#### [EXERCISE DESCRIPTION]
Return every line in the records below that contains the word "light".
————
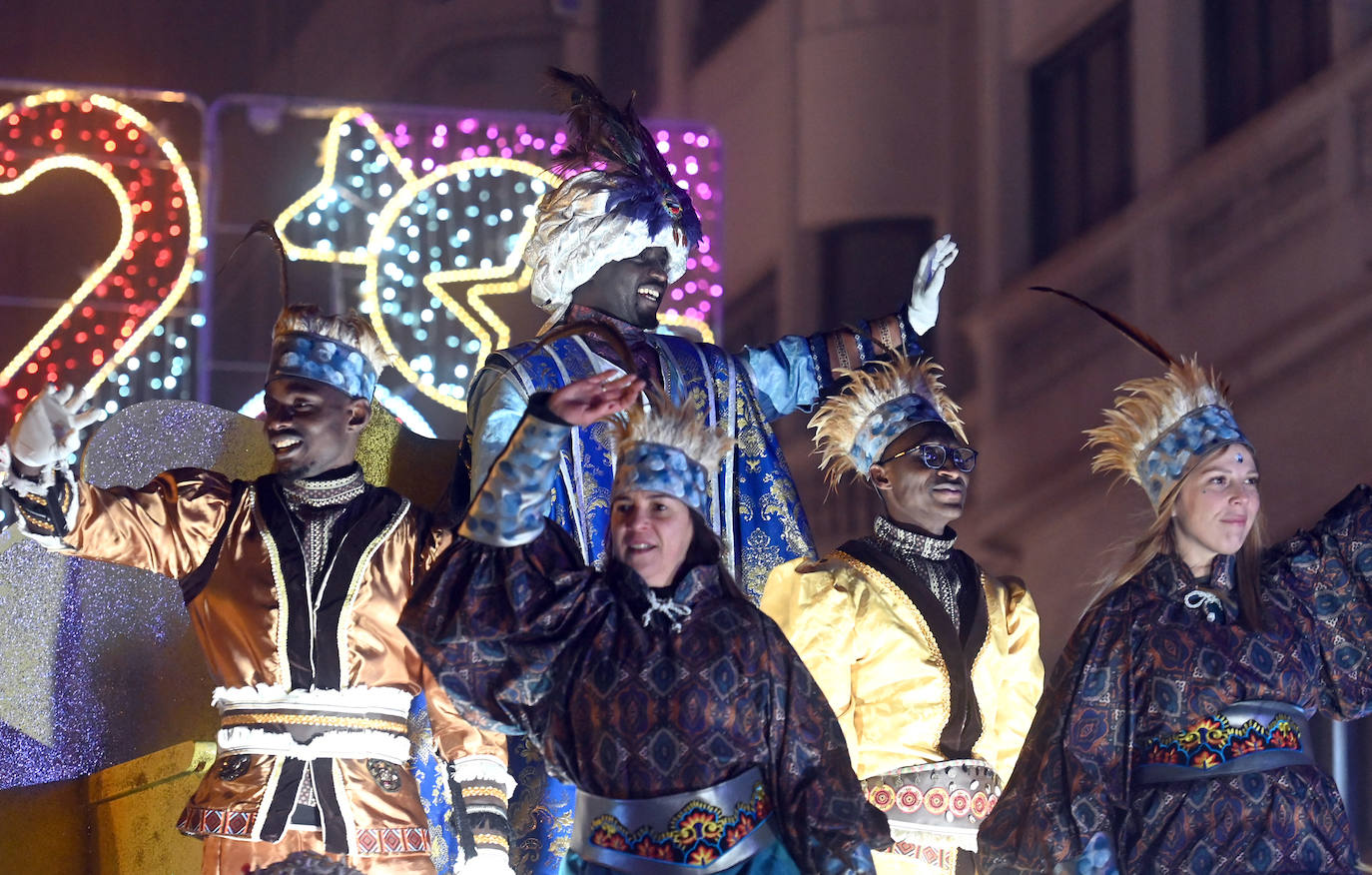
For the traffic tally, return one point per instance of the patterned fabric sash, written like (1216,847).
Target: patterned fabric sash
(696,831)
(947,798)
(1244,737)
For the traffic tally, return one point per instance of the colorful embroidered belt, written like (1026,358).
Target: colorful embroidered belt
(1244,737)
(701,831)
(949,798)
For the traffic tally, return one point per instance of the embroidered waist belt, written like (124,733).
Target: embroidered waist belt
(1244,737)
(949,798)
(701,831)
(315,724)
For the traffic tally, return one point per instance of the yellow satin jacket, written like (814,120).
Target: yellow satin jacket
(887,676)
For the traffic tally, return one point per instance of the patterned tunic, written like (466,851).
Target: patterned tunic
(535,642)
(1147,662)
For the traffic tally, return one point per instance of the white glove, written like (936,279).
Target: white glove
(924,297)
(50,427)
(487,863)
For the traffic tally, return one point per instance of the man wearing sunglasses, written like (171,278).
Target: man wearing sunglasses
(931,664)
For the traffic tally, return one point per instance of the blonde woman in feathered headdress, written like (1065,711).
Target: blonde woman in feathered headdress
(693,734)
(1174,735)
(931,664)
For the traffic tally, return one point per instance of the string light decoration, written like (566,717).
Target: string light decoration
(436,213)
(128,298)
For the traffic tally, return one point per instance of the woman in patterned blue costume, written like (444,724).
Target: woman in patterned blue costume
(694,735)
(1173,735)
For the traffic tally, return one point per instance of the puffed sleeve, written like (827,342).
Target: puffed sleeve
(1328,570)
(491,623)
(168,525)
(1021,680)
(826,822)
(793,372)
(1071,778)
(495,407)
(819,620)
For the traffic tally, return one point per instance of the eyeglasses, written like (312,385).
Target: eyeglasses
(935,455)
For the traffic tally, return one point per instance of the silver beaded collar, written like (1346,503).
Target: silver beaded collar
(906,544)
(324,492)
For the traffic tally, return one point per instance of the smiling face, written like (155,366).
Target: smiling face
(630,289)
(650,533)
(312,427)
(1217,504)
(916,493)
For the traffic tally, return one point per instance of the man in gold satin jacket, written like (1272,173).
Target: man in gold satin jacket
(294,583)
(931,664)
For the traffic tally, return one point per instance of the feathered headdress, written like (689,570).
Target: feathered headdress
(1162,426)
(341,352)
(624,203)
(880,402)
(668,450)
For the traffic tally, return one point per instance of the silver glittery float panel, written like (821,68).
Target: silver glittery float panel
(99,664)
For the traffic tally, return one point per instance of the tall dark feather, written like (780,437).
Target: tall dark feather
(604,136)
(1132,332)
(264,227)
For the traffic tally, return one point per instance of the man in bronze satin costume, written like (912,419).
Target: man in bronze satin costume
(931,664)
(294,583)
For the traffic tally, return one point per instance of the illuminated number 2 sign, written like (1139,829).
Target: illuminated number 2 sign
(153,262)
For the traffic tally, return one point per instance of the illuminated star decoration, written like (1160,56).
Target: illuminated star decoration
(437,213)
(127,298)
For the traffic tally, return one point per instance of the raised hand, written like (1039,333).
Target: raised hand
(594,398)
(50,427)
(924,295)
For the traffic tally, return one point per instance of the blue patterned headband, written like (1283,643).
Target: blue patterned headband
(323,360)
(885,424)
(659,467)
(1172,455)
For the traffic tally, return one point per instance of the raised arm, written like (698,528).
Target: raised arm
(1328,569)
(166,526)
(796,372)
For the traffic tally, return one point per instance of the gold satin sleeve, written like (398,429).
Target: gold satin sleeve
(821,621)
(1021,679)
(166,526)
(453,735)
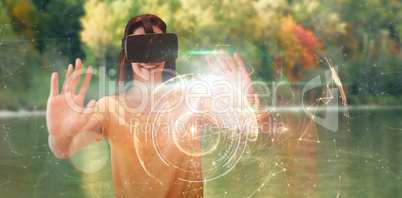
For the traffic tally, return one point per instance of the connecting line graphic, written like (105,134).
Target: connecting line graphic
(322,104)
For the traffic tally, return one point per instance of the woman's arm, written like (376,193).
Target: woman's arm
(67,120)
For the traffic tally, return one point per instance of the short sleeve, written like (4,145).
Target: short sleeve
(101,113)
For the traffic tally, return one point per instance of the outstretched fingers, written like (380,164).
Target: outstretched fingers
(77,74)
(54,85)
(90,108)
(67,82)
(87,79)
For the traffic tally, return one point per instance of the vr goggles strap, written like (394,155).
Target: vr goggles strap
(147,24)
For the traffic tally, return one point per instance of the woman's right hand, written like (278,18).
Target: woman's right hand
(65,112)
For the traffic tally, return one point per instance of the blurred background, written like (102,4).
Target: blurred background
(281,40)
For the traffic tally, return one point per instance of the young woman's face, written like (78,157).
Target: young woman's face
(146,70)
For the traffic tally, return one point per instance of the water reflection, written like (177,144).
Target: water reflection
(362,159)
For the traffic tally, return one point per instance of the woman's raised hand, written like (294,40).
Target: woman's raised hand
(236,74)
(65,112)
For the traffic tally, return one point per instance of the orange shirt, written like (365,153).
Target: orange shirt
(146,163)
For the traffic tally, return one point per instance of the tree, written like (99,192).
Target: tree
(103,27)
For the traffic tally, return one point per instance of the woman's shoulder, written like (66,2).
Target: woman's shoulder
(115,102)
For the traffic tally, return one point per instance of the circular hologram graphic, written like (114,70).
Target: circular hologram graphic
(198,117)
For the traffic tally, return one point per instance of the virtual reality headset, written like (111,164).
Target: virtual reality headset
(150,47)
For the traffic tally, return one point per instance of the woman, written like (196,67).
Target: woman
(136,167)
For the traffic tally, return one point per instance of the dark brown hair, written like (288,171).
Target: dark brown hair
(125,70)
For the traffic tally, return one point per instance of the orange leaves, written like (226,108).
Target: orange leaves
(301,46)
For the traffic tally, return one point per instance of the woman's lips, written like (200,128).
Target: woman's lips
(149,66)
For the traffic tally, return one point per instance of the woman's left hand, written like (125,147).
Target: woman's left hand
(236,74)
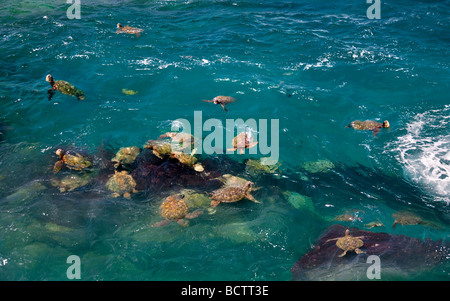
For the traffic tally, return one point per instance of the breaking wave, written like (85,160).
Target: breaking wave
(424,152)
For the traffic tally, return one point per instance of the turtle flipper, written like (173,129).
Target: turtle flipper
(161,223)
(214,203)
(251,198)
(223,106)
(194,214)
(50,92)
(253,144)
(376,131)
(58,165)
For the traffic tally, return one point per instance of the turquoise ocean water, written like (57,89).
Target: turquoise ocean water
(313,65)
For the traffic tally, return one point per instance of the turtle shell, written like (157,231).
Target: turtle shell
(365,125)
(228,194)
(348,243)
(76,161)
(121,182)
(224,99)
(173,208)
(68,89)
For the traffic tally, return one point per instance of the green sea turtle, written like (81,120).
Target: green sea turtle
(369,125)
(63,87)
(72,160)
(349,243)
(129,92)
(188,160)
(222,100)
(180,141)
(160,148)
(374,224)
(71,182)
(126,156)
(407,218)
(230,194)
(175,208)
(242,141)
(121,183)
(262,166)
(348,216)
(128,29)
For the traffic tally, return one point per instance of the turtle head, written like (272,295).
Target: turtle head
(248,185)
(59,152)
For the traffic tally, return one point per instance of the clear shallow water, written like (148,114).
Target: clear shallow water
(334,63)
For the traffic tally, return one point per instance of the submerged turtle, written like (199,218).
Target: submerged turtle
(232,194)
(174,208)
(349,216)
(374,224)
(72,160)
(349,243)
(160,148)
(121,183)
(407,218)
(128,29)
(185,140)
(129,92)
(126,156)
(369,125)
(63,87)
(71,182)
(230,180)
(262,166)
(188,160)
(222,100)
(242,141)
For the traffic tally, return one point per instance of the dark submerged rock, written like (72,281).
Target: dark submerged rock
(398,255)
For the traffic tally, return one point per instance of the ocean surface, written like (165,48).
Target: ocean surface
(314,66)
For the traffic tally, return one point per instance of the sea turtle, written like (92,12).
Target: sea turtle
(185,140)
(262,166)
(128,29)
(222,100)
(174,208)
(230,180)
(72,160)
(71,182)
(160,148)
(407,218)
(374,224)
(188,160)
(121,183)
(242,141)
(369,125)
(129,92)
(349,243)
(126,156)
(63,87)
(232,194)
(348,216)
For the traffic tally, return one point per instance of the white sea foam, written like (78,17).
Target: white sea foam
(424,152)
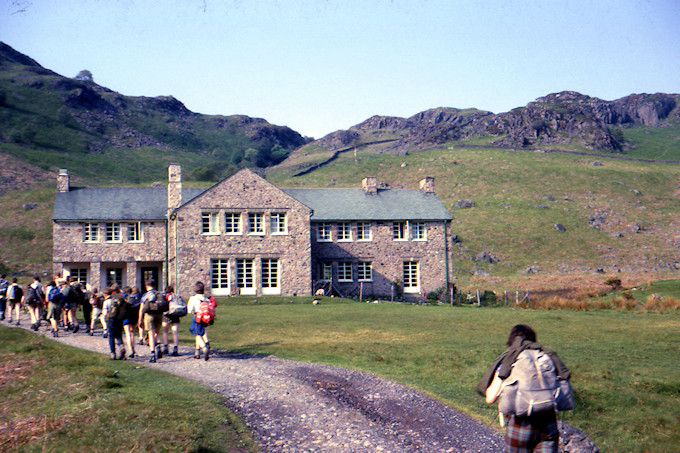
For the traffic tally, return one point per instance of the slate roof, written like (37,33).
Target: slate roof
(116,203)
(356,204)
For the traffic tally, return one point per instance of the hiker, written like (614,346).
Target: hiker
(14,296)
(114,312)
(130,319)
(54,301)
(33,300)
(152,314)
(535,431)
(4,284)
(171,322)
(197,304)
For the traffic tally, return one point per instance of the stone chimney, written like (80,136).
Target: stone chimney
(427,184)
(370,185)
(63,181)
(174,186)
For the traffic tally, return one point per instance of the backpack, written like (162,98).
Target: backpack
(206,311)
(154,304)
(177,306)
(533,387)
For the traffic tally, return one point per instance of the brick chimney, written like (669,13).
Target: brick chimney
(370,185)
(63,181)
(174,186)
(427,184)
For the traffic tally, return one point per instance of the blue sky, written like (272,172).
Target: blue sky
(318,66)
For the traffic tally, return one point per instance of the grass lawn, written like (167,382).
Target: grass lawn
(58,398)
(624,365)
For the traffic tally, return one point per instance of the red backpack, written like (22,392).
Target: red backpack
(206,311)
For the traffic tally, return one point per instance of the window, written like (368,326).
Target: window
(327,271)
(411,284)
(344,231)
(270,275)
(114,276)
(219,275)
(255,223)
(365,271)
(323,232)
(278,223)
(209,222)
(113,232)
(79,275)
(232,223)
(345,272)
(91,232)
(399,231)
(244,276)
(363,231)
(135,232)
(418,231)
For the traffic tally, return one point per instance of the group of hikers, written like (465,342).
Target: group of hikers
(120,311)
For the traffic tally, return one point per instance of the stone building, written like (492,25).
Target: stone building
(246,236)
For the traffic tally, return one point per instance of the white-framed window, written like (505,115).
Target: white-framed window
(323,232)
(219,275)
(255,223)
(399,231)
(279,223)
(345,271)
(114,275)
(411,280)
(365,271)
(113,232)
(79,274)
(344,231)
(364,231)
(91,232)
(270,276)
(326,271)
(232,223)
(418,231)
(244,276)
(135,232)
(209,223)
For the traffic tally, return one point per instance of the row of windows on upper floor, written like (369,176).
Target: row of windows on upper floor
(113,232)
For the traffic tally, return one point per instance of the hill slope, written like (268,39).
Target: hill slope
(53,121)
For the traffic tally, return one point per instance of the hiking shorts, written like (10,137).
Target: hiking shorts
(153,322)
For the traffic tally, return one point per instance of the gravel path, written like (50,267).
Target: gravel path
(304,407)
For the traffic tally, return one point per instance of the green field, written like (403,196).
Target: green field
(55,397)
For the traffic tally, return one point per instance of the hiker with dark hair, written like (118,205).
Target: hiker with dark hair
(534,429)
(14,296)
(4,284)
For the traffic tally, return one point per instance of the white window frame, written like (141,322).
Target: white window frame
(233,223)
(411,276)
(326,270)
(323,232)
(270,276)
(365,271)
(345,268)
(418,231)
(399,231)
(245,276)
(278,223)
(112,233)
(344,232)
(91,232)
(135,232)
(219,276)
(210,223)
(256,224)
(364,232)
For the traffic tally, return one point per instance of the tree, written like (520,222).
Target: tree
(85,76)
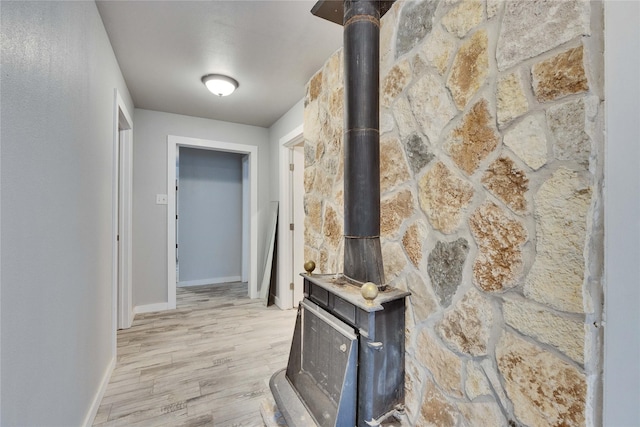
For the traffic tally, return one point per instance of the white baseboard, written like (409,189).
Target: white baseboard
(148,308)
(97,399)
(210,281)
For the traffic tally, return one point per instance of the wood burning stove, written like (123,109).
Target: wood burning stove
(346,365)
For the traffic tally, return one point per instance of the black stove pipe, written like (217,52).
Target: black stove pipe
(362,251)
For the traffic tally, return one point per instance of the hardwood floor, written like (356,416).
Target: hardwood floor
(206,363)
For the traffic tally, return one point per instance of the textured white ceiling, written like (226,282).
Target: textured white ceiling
(271,47)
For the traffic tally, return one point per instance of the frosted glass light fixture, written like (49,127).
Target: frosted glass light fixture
(220,85)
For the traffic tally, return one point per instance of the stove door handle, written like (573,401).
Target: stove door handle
(375,345)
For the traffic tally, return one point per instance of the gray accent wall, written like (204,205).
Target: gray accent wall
(622,215)
(150,178)
(209,216)
(58,79)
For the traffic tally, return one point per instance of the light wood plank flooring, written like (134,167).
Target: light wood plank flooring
(207,363)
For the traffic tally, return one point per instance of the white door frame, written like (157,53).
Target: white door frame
(122,294)
(285,293)
(251,151)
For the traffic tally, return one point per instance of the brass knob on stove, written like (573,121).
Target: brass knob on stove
(309,266)
(369,292)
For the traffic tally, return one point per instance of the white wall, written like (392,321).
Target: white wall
(150,178)
(209,216)
(622,215)
(58,78)
(287,123)
(278,133)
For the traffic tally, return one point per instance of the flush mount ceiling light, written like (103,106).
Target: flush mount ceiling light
(220,85)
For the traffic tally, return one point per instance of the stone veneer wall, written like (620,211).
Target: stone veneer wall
(491,180)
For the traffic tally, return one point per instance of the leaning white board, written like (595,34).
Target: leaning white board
(266,276)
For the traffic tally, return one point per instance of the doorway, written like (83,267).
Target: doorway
(250,201)
(291,225)
(122,216)
(209,217)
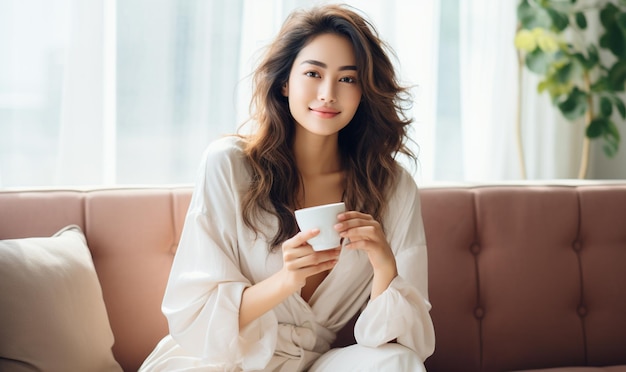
————
#### [RESULT OF THIS TASK]
For the traffic tally, return one point per instance of the string light decoration, written like (566,717).
Target: string light decoration
For the traffic tally, return one point per instance of the frosted glass light fixture, written like (49,127).
Target: frosted glass light fixture
For the traffic tally, return one point per instance of the light wood plank flooring, written like (134,167).
Target: light wood plank flooring
For the traffic tally, return one point per instance of the flush mount ceiling light, written like (103,106).
Target: flush mount ceiling light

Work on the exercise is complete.